**Source material:**

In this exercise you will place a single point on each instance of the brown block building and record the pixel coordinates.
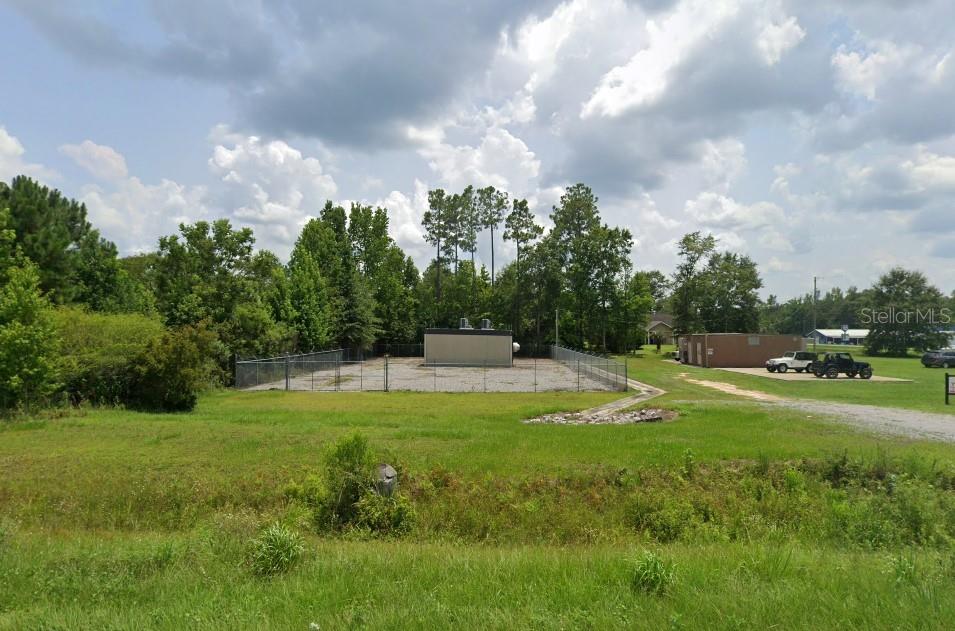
(735, 350)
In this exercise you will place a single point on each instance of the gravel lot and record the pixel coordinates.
(527, 375)
(896, 421)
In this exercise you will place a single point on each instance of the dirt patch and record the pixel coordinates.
(729, 388)
(644, 415)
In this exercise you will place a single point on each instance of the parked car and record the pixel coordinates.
(834, 363)
(939, 359)
(797, 360)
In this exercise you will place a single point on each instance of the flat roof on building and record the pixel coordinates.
(468, 332)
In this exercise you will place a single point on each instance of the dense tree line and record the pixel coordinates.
(206, 295)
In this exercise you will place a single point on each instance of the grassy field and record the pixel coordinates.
(115, 519)
(924, 392)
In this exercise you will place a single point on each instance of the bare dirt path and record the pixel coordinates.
(641, 392)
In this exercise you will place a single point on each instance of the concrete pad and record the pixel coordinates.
(526, 375)
(792, 375)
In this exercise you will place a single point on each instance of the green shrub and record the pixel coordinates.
(664, 519)
(6, 533)
(344, 495)
(100, 351)
(171, 370)
(349, 474)
(386, 515)
(652, 574)
(689, 464)
(275, 551)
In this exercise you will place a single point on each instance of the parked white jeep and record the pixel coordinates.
(796, 360)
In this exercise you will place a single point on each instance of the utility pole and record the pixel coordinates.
(814, 336)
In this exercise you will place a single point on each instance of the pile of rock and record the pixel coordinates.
(644, 415)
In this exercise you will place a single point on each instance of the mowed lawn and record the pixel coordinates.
(924, 391)
(116, 519)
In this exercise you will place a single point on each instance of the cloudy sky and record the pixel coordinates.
(816, 136)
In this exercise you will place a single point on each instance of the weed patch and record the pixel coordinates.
(275, 551)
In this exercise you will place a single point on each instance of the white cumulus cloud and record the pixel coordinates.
(100, 161)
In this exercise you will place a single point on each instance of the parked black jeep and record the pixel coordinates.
(939, 359)
(834, 363)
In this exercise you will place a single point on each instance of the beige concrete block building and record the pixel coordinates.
(468, 347)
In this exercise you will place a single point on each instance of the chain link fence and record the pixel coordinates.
(602, 369)
(341, 370)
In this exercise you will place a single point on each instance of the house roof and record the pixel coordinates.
(838, 332)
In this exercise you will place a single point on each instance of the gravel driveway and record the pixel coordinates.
(908, 423)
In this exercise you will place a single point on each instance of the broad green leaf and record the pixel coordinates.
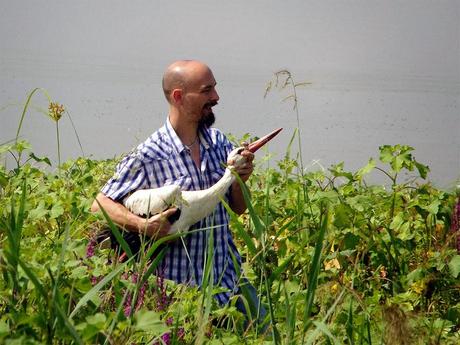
(39, 212)
(148, 320)
(366, 169)
(433, 208)
(423, 170)
(57, 210)
(40, 159)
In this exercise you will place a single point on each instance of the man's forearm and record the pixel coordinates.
(118, 213)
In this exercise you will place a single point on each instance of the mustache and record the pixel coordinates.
(211, 103)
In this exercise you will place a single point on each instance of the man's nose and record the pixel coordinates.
(215, 96)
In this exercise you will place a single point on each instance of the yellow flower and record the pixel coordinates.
(55, 111)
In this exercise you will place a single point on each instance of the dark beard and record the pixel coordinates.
(207, 120)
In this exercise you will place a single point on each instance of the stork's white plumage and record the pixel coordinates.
(193, 205)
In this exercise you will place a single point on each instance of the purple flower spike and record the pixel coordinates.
(90, 248)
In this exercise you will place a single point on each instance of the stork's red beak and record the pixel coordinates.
(253, 147)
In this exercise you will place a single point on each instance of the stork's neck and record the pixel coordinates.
(220, 187)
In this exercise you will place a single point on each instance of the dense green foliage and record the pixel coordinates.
(336, 261)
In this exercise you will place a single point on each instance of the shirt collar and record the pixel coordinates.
(178, 145)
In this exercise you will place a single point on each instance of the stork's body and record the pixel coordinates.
(193, 205)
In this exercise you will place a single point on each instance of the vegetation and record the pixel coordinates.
(335, 260)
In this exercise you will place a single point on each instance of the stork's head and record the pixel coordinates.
(235, 158)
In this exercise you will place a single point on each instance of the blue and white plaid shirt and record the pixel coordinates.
(163, 160)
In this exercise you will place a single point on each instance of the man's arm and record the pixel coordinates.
(155, 226)
(237, 202)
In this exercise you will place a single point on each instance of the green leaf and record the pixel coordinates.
(39, 212)
(40, 159)
(423, 170)
(454, 266)
(56, 211)
(148, 321)
(4, 328)
(97, 320)
(366, 169)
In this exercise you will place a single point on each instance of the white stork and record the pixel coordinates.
(193, 205)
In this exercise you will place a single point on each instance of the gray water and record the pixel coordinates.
(383, 72)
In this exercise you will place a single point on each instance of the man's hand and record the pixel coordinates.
(246, 169)
(158, 225)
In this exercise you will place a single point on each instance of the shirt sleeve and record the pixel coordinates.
(130, 175)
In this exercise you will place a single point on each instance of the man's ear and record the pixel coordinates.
(176, 96)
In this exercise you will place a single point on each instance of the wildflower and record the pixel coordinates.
(455, 224)
(90, 248)
(127, 306)
(55, 111)
(162, 298)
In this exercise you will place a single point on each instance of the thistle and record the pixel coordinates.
(55, 111)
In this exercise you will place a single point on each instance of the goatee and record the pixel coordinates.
(208, 119)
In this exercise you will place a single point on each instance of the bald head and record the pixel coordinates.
(181, 74)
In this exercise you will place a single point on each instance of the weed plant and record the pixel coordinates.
(335, 260)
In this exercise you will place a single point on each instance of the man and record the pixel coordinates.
(186, 151)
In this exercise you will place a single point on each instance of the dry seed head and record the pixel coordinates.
(55, 111)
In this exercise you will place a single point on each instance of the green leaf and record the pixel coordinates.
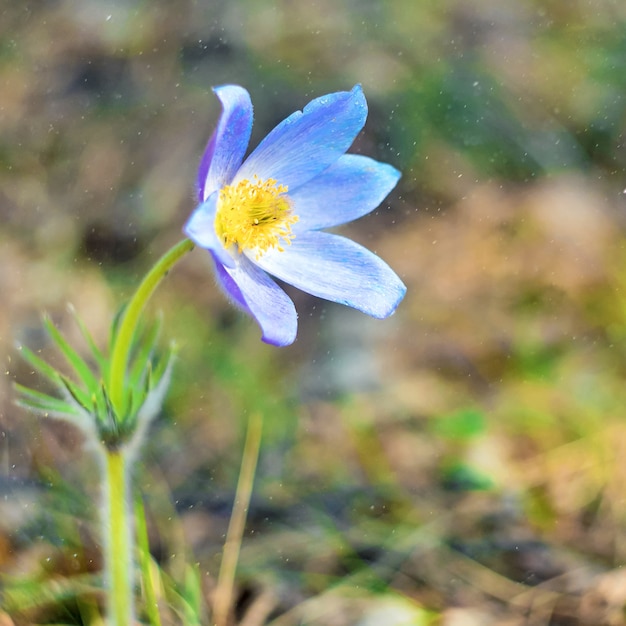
(82, 397)
(42, 402)
(463, 424)
(81, 368)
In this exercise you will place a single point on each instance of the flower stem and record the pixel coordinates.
(223, 596)
(128, 324)
(118, 539)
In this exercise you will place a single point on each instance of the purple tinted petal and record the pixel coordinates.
(351, 188)
(308, 141)
(229, 142)
(257, 294)
(337, 269)
(200, 228)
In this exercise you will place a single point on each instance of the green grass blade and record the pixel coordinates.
(81, 368)
(31, 398)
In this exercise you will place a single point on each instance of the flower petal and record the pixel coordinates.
(200, 228)
(257, 294)
(337, 269)
(229, 142)
(308, 141)
(351, 188)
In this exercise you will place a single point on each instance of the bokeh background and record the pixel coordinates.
(462, 463)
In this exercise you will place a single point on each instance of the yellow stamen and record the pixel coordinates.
(255, 216)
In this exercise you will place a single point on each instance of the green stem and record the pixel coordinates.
(126, 331)
(118, 539)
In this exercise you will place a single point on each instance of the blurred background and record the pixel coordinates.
(462, 463)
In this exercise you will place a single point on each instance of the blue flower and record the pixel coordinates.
(264, 216)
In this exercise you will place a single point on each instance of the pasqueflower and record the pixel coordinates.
(264, 216)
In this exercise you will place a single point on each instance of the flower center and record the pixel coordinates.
(254, 215)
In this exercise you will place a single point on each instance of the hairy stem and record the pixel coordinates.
(126, 331)
(117, 528)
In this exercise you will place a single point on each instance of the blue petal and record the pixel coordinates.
(351, 188)
(257, 294)
(229, 142)
(337, 269)
(308, 141)
(200, 228)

**Work to complete:** Each line of the data above needs to be retyped as it is, without any picture.

**Result:**
In this exercise you will place a single point on each instance of the brown block building and record the pixel coordinates.
(735, 350)
In this exercise you will place a single point on each instance of the gravel lot and record the pixel coordinates.
(527, 375)
(896, 421)
In this exercise you will place a single point on each instance of the dirt patch and record the pixel coordinates.
(729, 388)
(644, 415)
In this exercise you will place a single point on each instance of the parked car and record the pixel coordinates.
(834, 363)
(939, 359)
(797, 360)
In this exercise you will place a single point on each instance of the flat roof on building and record the pixel coordinates.
(468, 332)
In this exercise you will place a single point on each instance of the dense tree line and record the pixel coordinates.
(206, 295)
In this exercise you will place a single point on each instance of the grassy field and record the pixel coordinates.
(115, 519)
(924, 392)
In this exercise you will place a single point on each instance of the bare dirt path and record the pixel coordinates.
(641, 392)
In this exercise you will place a single point on each instance of the concrete pad and record the pixel coordinates.
(526, 375)
(792, 375)
In this exercise you will place a single point on each instance of the green shrub and record the pixel coordinates.
(664, 519)
(6, 533)
(344, 495)
(100, 351)
(171, 370)
(349, 474)
(386, 515)
(652, 574)
(689, 464)
(275, 551)
In this exercise you will place a single point on each instance of the parked white jeep and record the pixel coordinates.
(796, 360)
In this exercise you will place a single point on each instance of the utility pole and record the pixel coordinates.
(814, 336)
In this exercise you will place a single point on each instance of the pile of rock and record the pixel coordinates.
(644, 415)
In this exercise you will place a single point on each instance of the mowed lawn and record the pixel coordinates.
(924, 391)
(116, 519)
In this exercise you will place a single point on each instance of the cloudy sky and record the pixel coordinates.
(816, 136)
In this exercise you will place a single point on each instance of the weed patch and record the pixel coordinates.
(275, 551)
In this exercise you will place a single point on each instance of the white cumulus cloud and record the pixel coordinates.
(100, 161)
In this exercise you will place a single point on each instance of the parked black jeep and record the pixel coordinates.
(939, 359)
(834, 363)
In this exercise you will place a single point on each instance of the beige concrete block building and record the pixel coordinates.
(468, 347)
In this exercise you will place a single point on each instance of the chain link fence and record the pixel coordinates.
(602, 369)
(341, 370)
In this exercise you will place a single point on each instance of the house roof and record the pixel coordinates.
(838, 332)
In this exercise you will place a single point on each instance of the gravel driveway and record the pixel coordinates.
(908, 423)
In this exercise you will place a single point on each instance of the broad green leaf and record the pixel coordinates.
(39, 212)
(148, 320)
(366, 169)
(433, 208)
(423, 170)
(57, 210)
(40, 159)
In this exercise you will place a single point on each instance of the man's forearm and record the pixel coordinates.
(118, 213)
In this exercise you will place a single point on each instance of the mustache and record the pixel coordinates.
(211, 103)
In this exercise you will place a single point on each instance of the man's nose and record the pixel coordinates.
(215, 96)
In this exercise you will place a single point on each instance of the yellow flower and record the pixel coordinates.
(55, 111)
In this exercise you will place a single point on each instance of the dark beard and record the pixel coordinates.
(207, 120)
In this exercise you will place a single point on each instance of the stork's white plumage and record the pixel coordinates.
(193, 205)
In this exercise you will place a single point on each instance of the purple flower spike and record the pixel coordinates.
(90, 248)
In this exercise you will place a single point on each instance of the stork's red beak and record the pixel coordinates.
(253, 147)
In this exercise you will place a single point on each instance of the stork's neck and record the pixel coordinates.
(220, 187)
In this exercise you will place a single point on each instance of the dense green foliage and record the pixel coordinates.
(336, 261)
In this exercise you will place a single point on each instance of the shirt collar and record the pixel coordinates.
(178, 145)
In this exercise you will place a single point on each instance of the stork's body and record the pixel coordinates.
(193, 205)
In this exercise you will place a single point on each instance of the vegetation and record the pixel coordinates.
(335, 260)
In this exercise you will place a single point on each instance of the stork's head and record the pixel coordinates.
(235, 158)
In this exercise you will place a single point on each instance of the blue and white plaid shirt and record the pixel coordinates.
(163, 160)
In this exercise you will place a single point on each instance of the man's arm and record the pixel coordinates.
(155, 226)
(237, 202)
In this exercise you will place a single point on each instance of the green leaf and record the pixel coordinates.
(39, 212)
(40, 159)
(423, 170)
(454, 266)
(56, 211)
(148, 321)
(4, 328)
(97, 320)
(366, 169)
In this exercise you will place a single point on each instance of the white stork and record the pixel coordinates.
(193, 205)
In this exercise you will place a single point on each instance of the gray water and record the pixel coordinates.
(383, 72)
In this exercise you will place a single point on each instance of the man's hand and record the pixel coordinates.
(246, 169)
(158, 225)
In this exercise you will place a single point on each instance of the shirt sleeve and record the pixel coordinates.
(130, 175)
In this exercise you will place a single point on each instance of the man's ear and record the pixel coordinates.
(176, 96)
In this exercise you will place a single point on each instance of the wildflower and record the pixel coordinates.
(455, 224)
(90, 248)
(127, 306)
(55, 111)
(162, 298)
In this exercise you will place a single point on each instance of the thistle and record the pixel coordinates.
(55, 111)
In this exercise you will place a single point on each instance of the goatee and record the pixel coordinates.
(208, 119)
In this exercise you will place a single point on each instance of the bald head and record the pixel coordinates.
(181, 74)
In this exercise you will place a single point on each instance of the weed plant and record the pixel coordinates.
(335, 260)
In this exercise you will place a single point on each instance of the man and record the pixel coordinates.
(186, 151)
In this exercise you will place a single point on each instance of the dry seed head and record the pixel coordinates.
(55, 111)
In this exercise you will place a single point on each instance of the green leaf and record the pixel coordinates.
(82, 397)
(42, 402)
(463, 424)
(81, 368)
In this exercise you will place a single point on each instance of the flower stem and record the pixel coordinates.
(223, 596)
(128, 324)
(118, 539)
In this exercise you will place a single point on each instance of the purple tinted petal and record the pixel coordinates.
(351, 188)
(308, 141)
(229, 142)
(257, 294)
(337, 269)
(200, 228)
In this exercise you will place a single point on each instance of the green grass blade and record the pixel coordinates.
(81, 368)
(31, 398)
In this exercise you will place a single point on each instance of the flower petal and record the pixel coordinates.
(200, 228)
(257, 294)
(337, 269)
(229, 142)
(308, 141)
(351, 188)
In this exercise you will place a single point on each instance of the bokeh background and record the pixel coordinates.
(462, 463)
In this exercise you will place a single point on each instance of the yellow stamen and record the pixel coordinates.
(255, 216)
In this exercise you will place a single point on each instance of the green stem and record the pixel coordinates.
(126, 331)
(118, 539)
In this exercise you will place a single point on each instance of the blurred background and record the pixel coordinates.
(462, 463)
In this exercise you will place a single point on each instance of the blue flower and record the pixel coordinates.
(264, 216)
In this exercise you will place a single point on each instance of the pasqueflower and record the pixel coordinates.
(264, 216)
In this exercise you will place a single point on each instance of the flower center and record the pixel coordinates.
(254, 215)
In this exercise you will place a single point on each instance of the hairy stem and record the pixel coordinates.
(126, 331)
(117, 528)
In this exercise you will place a single point on each instance of the blue petal and record the pixel coordinates.
(351, 188)
(257, 294)
(229, 142)
(337, 269)
(308, 141)
(200, 228)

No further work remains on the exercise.